INSTRUCTIONS TO FOLLOW:
Write out exactly the lines that run from the one containing "Target: waterbird" to the end of the entries below, with both end lines included.

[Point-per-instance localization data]
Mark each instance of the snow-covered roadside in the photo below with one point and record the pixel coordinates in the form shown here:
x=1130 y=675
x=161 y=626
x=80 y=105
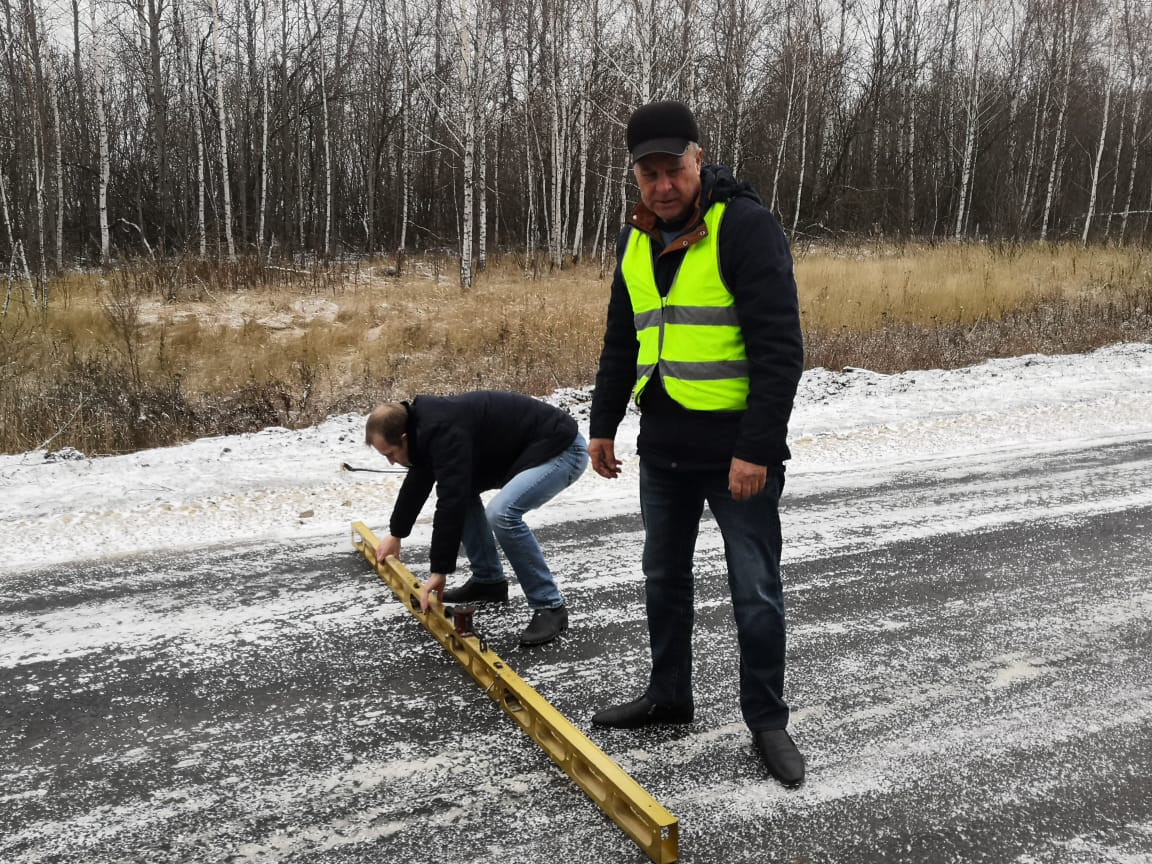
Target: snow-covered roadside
x=288 y=485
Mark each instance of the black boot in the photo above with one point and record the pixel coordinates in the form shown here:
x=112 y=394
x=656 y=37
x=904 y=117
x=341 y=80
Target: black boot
x=545 y=626
x=780 y=756
x=474 y=591
x=643 y=712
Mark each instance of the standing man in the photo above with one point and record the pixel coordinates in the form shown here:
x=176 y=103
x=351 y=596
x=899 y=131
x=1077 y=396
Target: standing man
x=465 y=445
x=703 y=331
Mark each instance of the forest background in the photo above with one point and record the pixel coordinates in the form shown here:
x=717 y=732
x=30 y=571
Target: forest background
x=218 y=215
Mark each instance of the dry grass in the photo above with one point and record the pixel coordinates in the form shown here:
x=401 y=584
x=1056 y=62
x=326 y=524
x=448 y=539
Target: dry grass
x=161 y=353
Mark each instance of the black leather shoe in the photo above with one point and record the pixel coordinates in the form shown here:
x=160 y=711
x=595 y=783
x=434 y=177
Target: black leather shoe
x=474 y=591
x=780 y=756
x=643 y=712
x=545 y=626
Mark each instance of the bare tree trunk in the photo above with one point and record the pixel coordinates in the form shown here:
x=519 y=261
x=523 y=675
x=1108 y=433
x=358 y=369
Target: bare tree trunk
x=58 y=138
x=803 y=135
x=101 y=136
x=326 y=130
x=159 y=107
x=406 y=157
x=225 y=175
x=1061 y=129
x=264 y=127
x=1131 y=171
x=468 y=74
x=482 y=192
x=1104 y=130
x=577 y=245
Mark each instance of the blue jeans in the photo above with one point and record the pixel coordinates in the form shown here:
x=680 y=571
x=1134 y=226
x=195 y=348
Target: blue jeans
x=503 y=521
x=672 y=503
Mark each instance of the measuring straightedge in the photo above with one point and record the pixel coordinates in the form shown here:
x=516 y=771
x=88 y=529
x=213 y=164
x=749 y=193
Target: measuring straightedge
x=642 y=817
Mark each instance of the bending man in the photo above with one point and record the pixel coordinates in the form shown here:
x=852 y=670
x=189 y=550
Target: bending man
x=465 y=445
x=703 y=332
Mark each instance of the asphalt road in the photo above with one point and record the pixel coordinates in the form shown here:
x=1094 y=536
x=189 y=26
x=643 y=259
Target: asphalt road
x=969 y=672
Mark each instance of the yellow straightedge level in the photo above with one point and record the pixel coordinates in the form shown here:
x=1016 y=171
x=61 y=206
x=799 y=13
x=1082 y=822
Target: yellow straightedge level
x=645 y=820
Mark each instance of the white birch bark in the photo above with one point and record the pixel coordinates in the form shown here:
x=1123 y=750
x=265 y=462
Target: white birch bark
x=783 y=133
x=264 y=127
x=1116 y=160
x=1131 y=171
x=468 y=74
x=406 y=160
x=482 y=194
x=577 y=245
x=1104 y=129
x=1061 y=129
x=225 y=174
x=803 y=135
x=101 y=137
x=325 y=123
x=59 y=165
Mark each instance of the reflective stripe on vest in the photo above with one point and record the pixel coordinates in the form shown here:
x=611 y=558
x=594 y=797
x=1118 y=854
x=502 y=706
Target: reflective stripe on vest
x=692 y=334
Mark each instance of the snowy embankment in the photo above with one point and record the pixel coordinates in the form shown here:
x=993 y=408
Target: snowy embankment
x=289 y=485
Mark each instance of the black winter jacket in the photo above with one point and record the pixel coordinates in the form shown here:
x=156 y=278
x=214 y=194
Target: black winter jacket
x=465 y=445
x=757 y=267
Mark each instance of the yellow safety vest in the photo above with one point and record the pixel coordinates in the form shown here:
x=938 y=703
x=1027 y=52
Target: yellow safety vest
x=692 y=334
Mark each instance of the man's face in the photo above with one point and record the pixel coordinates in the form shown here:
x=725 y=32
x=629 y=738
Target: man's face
x=669 y=184
x=395 y=453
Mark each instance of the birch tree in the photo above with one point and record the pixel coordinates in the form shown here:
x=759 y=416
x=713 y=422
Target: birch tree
x=1093 y=187
x=221 y=119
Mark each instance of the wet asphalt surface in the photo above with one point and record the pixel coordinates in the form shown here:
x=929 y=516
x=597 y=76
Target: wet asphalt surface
x=969 y=671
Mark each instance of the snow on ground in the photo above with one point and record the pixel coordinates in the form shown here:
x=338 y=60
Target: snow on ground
x=281 y=484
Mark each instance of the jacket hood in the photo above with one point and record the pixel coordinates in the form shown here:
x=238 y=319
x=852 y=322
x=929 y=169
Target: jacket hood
x=719 y=184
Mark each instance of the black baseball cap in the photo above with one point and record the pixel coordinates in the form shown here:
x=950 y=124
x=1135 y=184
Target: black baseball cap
x=666 y=127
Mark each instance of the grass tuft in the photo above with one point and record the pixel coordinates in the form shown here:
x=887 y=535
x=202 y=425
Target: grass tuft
x=165 y=351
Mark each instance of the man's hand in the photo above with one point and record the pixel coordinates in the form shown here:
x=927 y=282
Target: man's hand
x=433 y=584
x=745 y=479
x=601 y=452
x=388 y=546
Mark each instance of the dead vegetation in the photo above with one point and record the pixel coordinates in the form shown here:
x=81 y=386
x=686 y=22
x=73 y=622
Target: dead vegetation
x=160 y=353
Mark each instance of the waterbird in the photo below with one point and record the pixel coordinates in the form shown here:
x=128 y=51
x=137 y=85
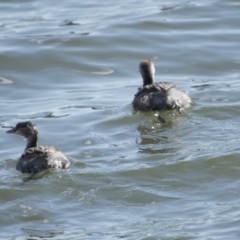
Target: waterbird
x=37 y=158
x=158 y=96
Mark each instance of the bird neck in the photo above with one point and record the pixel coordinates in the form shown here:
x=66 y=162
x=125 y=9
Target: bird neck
x=148 y=79
x=31 y=142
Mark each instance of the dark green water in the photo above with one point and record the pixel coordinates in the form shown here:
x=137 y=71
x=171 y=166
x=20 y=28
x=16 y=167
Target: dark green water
x=72 y=69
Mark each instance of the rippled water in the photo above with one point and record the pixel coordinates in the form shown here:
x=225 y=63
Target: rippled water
x=72 y=69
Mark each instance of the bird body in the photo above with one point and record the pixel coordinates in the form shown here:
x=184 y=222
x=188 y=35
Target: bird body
x=158 y=96
x=37 y=158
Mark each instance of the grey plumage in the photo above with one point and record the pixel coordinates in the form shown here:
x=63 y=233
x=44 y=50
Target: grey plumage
x=158 y=96
x=37 y=158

ANSWER TO THE EXERCISE:
Target: waterbird
x=37 y=158
x=158 y=96
Mark each instance of the bird neck in the photo above with one point and record the pixel coordinates in the form shown here:
x=66 y=162
x=125 y=9
Target: bird neck
x=148 y=79
x=31 y=142
Mark each instance of the dark green water in the photo above with one point and record the pixel coordinates in the form shown here:
x=137 y=71
x=171 y=166
x=20 y=28
x=16 y=167
Target: dark green water
x=72 y=69
Mark each instance of the rippled water in the photo above with one point and record the pixel coordinates in the form shown here:
x=225 y=63
Target: rippled water
x=72 y=69
Mark each instance of the bird body in the photo above with one point and record the pixel coordinates in the form shown here:
x=184 y=222
x=188 y=35
Target: bird body
x=158 y=96
x=37 y=158
Mark each instance of the grey plumage in the photo above with one point and record the pixel coordinates in the form shown here:
x=63 y=233
x=44 y=50
Target: grey plumage
x=158 y=96
x=37 y=158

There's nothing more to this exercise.